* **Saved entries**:
···

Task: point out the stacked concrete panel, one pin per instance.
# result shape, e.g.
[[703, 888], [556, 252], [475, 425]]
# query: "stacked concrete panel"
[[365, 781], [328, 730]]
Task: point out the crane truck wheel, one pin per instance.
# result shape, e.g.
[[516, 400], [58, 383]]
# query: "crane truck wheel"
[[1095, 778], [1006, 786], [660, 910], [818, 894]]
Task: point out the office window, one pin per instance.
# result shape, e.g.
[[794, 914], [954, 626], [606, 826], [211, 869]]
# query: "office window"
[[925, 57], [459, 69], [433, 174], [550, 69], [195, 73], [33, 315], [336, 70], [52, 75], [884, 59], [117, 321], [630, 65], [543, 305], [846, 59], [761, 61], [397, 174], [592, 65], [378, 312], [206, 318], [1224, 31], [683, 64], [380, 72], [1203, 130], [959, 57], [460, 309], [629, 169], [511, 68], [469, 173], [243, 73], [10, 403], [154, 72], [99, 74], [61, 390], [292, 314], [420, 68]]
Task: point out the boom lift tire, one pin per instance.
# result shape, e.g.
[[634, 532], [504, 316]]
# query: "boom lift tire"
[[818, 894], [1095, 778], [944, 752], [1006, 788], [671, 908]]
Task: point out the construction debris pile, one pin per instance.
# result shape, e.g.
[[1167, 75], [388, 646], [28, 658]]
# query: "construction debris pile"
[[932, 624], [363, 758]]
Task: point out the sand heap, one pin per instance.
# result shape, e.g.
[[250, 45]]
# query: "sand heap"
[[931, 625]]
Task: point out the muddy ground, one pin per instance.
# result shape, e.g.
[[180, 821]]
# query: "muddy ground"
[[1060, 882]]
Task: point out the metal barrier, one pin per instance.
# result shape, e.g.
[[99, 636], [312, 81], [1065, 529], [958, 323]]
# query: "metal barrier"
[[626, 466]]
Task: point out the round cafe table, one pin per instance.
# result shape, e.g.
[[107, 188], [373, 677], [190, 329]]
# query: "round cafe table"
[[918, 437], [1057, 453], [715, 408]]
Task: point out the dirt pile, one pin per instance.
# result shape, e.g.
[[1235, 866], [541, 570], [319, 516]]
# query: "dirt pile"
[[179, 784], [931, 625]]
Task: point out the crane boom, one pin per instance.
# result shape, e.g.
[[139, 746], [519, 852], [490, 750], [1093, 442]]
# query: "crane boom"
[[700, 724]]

···

* **What the task requires**:
From the records above, quote only the lines running from the line with "Task: point out the metal" to the line with "[[107, 188], [373, 677], [190, 329]]", both lines included.

* **Solution for this exercise**:
Task: point out the metal barrier, one pin per instance.
# result shape, e.g.
[[99, 636], [312, 81], [1065, 529], [958, 323]]
# query: "metal barrier"
[[626, 466]]
Task: point out the round cafe table, one pin per instance.
# result shape, e.g.
[[107, 188], [373, 677], [190, 329]]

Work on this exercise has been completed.